___ LISTED ENTRIES
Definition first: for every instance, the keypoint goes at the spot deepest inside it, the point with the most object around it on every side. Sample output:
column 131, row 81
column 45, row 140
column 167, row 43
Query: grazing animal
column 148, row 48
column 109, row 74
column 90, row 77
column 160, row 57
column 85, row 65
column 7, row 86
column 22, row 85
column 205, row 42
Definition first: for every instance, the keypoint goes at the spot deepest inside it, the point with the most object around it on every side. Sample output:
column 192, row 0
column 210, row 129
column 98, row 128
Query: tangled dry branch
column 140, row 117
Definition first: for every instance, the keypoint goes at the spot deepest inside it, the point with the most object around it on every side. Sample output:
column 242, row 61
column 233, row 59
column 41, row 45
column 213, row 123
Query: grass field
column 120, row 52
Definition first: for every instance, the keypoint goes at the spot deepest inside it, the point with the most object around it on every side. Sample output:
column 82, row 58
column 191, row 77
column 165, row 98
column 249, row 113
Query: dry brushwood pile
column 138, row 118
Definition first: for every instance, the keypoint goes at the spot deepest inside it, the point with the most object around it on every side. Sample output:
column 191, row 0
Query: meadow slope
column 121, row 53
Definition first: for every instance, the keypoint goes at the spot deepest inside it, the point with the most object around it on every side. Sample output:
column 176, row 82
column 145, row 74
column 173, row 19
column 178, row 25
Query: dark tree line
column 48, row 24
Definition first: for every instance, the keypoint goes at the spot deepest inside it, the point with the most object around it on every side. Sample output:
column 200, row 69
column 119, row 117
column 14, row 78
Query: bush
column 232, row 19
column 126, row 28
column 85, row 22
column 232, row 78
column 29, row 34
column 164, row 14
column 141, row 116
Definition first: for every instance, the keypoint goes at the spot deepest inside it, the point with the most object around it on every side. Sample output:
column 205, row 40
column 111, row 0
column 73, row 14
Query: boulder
______
### BRIEF:
Your answer must be every record above, retyped exactly.

### WRITTEN ANSWER:
Definition first: for every instance, the keypoint goes at the spot deepest inside it, the point with the most object around it on every side. Sample output:
column 131, row 81
column 45, row 140
column 167, row 43
Query: grazing animal
column 148, row 48
column 109, row 74
column 90, row 77
column 160, row 57
column 85, row 65
column 7, row 86
column 22, row 85
column 205, row 42
Definition first: for every instance, the keypoint goes at the spot deepest inside it, the point with the most object around it on every side. Sample output:
column 192, row 0
column 210, row 129
column 98, row 128
Query: tangled dry branch
column 140, row 117
Definition first: for every instance, the keypoint goes at the spot deepest inside it, the point with the most object around it on every side. Sample output:
column 242, row 61
column 233, row 59
column 41, row 45
column 213, row 123
Query: grass field
column 120, row 52
Definition first: for every instance, the keypoint goes at the spot deepest inside it, the point with the most object around it on every side. Sample output:
column 82, row 58
column 191, row 77
column 165, row 98
column 249, row 113
Query: dry brushwood pile
column 138, row 118
Definition first: for every instance, the keypoint goes at the spot deepest inside it, the point with the most object around it on every side. Sample output:
column 191, row 0
Query: meadow slope
column 121, row 53
Definition first: for every instance, the keypoint goes at the spot deepest inside it, the point with the most object around it on every side. Sample output:
column 176, row 82
column 145, row 74
column 173, row 19
column 178, row 25
Query: dark tree line
column 48, row 24
Definition first: for every instance, the keypoint goes at the spot deepest inside it, the point with the most object around it on every side. Sample output:
column 200, row 69
column 119, row 117
column 14, row 78
Query: bush
column 232, row 19
column 126, row 28
column 85, row 22
column 232, row 78
column 29, row 34
column 164, row 14
column 141, row 116
Definition first: for every instance, the keypoint goes at the spot deepest inside it, the point with the most object around it on every side. Sample output:
column 205, row 40
column 111, row 0
column 73, row 14
Query: boulder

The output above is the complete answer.